# Clicker Training???????



## The_Artful_Dodger (Mar 26, 2009)

unclelar said:


> This after you have conditioned the dog to associate the clicker with affirmation.


It's actually after you have conditioned the dog to associate the clicker with a reward. It sounds like this is what they were doing. 

I had the same concern about clicker training in groups, but the dogs seem to know to only listen to the clicks coming from their own person.


----------



## Muddypaws (Apr 20, 2009)

I love clicker training and have found that the dogs like it too. First you need to understand the concept. When you get the behavior you ask for you have to "mark" that behavior at the precise moment. You can use a word like "yes" said very quickly or "click". It is easier with a clicker.

I agree - that what you most likely were observing was the handler teaching the dog to learn a click meant a treat was coming, it is click-treat, click-treat, click-treat until the dog associates the sound with food. Then its click-wait-treat, click-wait-treat to teach the dog that food is coming. You always click then move your hand to your pocket or pouch to get the treat so there is a pause between marking and rewarding.

**Recorded data**:
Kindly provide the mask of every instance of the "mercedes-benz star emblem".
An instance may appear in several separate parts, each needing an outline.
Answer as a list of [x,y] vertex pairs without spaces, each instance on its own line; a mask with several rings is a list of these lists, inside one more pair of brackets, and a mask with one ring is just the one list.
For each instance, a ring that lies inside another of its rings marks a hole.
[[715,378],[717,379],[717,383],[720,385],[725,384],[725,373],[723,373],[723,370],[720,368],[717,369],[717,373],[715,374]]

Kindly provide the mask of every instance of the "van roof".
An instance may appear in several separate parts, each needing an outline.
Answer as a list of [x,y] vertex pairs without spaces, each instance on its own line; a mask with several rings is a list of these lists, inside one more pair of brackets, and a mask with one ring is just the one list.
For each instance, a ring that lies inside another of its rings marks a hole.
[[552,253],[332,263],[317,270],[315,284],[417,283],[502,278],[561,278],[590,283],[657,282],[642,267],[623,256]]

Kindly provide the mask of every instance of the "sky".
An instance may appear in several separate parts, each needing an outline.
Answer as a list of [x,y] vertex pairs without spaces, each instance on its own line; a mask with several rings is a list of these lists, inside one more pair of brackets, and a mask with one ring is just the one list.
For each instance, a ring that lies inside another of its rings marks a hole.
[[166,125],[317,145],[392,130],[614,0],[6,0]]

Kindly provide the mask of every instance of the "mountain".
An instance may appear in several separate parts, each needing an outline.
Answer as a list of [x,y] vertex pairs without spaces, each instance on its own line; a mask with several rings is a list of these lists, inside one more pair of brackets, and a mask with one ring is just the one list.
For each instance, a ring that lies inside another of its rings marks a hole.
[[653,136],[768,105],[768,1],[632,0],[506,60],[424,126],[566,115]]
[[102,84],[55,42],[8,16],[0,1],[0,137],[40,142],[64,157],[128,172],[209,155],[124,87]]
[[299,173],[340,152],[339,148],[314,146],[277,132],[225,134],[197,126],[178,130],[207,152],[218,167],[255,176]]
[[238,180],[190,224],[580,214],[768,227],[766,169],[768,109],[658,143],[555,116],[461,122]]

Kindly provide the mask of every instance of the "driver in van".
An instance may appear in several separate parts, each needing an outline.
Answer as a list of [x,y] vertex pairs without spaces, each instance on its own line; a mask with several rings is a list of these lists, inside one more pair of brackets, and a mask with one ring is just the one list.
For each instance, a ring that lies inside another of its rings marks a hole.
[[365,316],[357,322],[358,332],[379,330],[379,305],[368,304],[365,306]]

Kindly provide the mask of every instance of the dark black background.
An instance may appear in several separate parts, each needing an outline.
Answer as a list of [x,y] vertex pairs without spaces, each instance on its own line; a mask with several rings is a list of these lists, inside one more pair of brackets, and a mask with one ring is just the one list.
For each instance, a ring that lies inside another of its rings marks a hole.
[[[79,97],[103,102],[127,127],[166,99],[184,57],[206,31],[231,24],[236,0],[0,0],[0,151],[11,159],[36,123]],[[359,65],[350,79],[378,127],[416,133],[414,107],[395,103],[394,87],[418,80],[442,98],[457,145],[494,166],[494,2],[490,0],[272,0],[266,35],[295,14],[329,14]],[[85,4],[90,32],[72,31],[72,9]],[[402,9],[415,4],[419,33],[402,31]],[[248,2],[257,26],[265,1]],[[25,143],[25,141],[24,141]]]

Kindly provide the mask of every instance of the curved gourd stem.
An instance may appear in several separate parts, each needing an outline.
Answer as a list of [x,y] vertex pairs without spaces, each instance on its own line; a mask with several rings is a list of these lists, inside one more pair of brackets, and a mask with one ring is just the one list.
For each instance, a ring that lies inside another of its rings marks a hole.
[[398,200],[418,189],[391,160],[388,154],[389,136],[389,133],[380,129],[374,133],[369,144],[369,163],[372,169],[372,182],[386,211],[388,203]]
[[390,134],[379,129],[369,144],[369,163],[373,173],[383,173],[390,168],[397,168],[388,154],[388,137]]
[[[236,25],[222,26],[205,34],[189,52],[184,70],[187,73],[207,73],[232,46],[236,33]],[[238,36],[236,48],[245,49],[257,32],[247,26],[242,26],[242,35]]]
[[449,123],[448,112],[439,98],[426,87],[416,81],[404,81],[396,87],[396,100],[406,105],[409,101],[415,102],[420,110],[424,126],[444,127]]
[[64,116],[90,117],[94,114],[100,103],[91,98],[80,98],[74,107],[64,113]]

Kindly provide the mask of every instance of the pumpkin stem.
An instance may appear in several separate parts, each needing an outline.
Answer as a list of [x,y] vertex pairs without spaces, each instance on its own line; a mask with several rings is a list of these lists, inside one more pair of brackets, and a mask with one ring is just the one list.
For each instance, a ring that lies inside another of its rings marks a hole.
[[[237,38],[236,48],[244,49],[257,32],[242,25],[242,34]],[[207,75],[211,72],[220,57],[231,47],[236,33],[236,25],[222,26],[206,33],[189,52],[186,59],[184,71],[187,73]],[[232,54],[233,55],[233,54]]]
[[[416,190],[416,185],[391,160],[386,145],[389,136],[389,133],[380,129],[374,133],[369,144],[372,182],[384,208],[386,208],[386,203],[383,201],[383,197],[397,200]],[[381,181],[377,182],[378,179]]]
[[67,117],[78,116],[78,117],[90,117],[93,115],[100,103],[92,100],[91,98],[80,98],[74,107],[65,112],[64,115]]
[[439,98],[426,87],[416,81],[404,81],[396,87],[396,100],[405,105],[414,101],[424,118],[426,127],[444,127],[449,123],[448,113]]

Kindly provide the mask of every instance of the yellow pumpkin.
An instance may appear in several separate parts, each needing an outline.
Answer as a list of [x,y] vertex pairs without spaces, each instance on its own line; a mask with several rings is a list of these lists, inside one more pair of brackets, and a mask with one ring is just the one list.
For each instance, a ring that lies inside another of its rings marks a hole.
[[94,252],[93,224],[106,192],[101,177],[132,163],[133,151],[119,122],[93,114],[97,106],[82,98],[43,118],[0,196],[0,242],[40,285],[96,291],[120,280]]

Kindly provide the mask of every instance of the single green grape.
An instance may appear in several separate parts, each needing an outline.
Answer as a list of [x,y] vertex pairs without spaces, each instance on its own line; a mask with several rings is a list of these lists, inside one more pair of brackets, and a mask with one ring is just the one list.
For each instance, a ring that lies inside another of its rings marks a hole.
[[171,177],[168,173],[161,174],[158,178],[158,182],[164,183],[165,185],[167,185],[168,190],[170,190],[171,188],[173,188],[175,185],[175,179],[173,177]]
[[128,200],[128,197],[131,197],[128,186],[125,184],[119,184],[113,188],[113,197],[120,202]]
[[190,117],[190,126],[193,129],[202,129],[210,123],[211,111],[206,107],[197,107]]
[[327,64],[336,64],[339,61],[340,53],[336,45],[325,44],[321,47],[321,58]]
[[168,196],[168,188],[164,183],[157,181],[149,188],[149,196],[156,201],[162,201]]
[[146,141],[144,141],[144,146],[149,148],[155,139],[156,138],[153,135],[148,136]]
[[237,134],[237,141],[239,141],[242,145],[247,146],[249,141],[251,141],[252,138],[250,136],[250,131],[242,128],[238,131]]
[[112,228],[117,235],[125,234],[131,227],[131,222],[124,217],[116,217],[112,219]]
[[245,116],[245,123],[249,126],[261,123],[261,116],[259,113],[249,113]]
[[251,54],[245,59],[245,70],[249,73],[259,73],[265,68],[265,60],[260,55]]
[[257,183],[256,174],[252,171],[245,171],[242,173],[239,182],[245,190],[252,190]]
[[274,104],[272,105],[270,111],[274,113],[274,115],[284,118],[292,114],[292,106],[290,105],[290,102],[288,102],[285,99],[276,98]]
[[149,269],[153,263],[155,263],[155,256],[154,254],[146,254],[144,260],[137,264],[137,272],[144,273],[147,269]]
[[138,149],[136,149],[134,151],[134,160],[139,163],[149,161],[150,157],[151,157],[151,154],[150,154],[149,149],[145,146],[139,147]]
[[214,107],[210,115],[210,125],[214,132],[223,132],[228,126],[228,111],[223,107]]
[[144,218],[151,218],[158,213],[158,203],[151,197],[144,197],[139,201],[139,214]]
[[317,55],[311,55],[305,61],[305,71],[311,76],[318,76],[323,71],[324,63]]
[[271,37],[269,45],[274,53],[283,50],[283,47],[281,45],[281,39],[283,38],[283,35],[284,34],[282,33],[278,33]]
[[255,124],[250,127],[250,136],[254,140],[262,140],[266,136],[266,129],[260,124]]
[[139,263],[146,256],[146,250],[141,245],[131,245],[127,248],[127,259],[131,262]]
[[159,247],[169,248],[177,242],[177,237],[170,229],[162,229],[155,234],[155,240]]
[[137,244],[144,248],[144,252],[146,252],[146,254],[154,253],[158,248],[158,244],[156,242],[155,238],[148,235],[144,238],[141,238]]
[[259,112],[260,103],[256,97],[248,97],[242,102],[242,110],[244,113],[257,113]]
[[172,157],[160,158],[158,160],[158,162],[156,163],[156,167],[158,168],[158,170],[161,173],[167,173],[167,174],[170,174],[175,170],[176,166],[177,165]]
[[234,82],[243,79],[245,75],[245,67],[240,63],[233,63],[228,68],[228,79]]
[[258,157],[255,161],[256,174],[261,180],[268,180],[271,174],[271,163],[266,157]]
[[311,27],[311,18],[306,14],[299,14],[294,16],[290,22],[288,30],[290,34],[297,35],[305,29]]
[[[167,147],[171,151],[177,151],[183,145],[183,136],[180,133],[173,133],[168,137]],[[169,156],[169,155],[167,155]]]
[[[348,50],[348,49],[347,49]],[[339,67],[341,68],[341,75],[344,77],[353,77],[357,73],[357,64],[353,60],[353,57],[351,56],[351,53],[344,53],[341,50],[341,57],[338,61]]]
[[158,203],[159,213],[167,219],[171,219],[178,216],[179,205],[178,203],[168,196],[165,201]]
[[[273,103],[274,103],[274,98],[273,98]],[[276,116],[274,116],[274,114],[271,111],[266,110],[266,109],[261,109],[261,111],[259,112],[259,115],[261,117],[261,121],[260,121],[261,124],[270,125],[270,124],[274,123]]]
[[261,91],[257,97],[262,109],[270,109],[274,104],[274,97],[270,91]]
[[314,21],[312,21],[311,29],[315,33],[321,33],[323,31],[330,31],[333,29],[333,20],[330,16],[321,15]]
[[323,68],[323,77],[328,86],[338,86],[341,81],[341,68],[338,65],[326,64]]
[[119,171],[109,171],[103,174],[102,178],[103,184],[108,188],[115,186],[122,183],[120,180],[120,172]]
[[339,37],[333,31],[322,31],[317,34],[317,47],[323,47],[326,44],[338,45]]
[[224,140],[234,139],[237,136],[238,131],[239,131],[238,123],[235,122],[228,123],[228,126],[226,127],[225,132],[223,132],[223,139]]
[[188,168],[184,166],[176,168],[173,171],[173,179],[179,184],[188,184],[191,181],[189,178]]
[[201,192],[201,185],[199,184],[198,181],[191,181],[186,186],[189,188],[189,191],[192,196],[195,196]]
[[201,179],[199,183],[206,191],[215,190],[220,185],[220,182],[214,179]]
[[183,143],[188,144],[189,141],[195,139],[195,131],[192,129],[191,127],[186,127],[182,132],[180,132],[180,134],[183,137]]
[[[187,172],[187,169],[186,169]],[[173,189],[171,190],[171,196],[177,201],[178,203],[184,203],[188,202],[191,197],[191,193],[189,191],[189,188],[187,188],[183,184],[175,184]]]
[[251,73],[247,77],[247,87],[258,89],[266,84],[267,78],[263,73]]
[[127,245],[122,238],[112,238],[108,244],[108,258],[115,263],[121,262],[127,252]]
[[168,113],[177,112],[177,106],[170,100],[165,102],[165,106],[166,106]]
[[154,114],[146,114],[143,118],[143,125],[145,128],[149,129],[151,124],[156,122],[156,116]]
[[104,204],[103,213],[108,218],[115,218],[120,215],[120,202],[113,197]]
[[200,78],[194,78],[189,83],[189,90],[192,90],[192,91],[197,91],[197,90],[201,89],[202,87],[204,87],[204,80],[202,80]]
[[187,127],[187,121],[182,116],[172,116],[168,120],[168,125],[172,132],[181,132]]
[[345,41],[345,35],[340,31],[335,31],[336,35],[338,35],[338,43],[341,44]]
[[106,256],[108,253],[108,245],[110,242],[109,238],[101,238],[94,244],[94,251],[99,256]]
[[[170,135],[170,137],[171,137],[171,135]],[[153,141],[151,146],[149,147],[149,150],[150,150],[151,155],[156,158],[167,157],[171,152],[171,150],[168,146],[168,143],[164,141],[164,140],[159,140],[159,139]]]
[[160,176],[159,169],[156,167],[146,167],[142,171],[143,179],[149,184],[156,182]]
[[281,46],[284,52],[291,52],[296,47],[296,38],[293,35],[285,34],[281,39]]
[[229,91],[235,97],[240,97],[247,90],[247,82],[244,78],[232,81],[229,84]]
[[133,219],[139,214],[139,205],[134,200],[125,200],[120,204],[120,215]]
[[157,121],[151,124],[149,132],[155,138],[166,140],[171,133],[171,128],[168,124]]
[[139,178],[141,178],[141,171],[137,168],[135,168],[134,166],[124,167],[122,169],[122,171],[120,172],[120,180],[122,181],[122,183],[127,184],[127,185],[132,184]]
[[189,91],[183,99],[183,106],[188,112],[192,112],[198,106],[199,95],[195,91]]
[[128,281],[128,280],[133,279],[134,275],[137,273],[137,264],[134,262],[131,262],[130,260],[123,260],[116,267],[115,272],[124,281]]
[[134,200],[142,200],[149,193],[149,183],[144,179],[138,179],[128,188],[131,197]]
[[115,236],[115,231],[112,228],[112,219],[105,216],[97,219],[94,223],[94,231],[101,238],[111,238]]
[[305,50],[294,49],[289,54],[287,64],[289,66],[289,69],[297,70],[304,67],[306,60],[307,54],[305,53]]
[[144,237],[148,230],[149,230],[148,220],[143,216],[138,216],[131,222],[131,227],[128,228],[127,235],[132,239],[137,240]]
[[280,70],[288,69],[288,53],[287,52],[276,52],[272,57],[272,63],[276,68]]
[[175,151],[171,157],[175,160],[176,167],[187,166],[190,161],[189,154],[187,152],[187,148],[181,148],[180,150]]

**Exercise aim**:
Which usernames appear in the clicker training thread? The lines have no connection to the clicker training thread.

**Solution for this problem**:
The_Artful_Dodger, unclelar, Muddypaws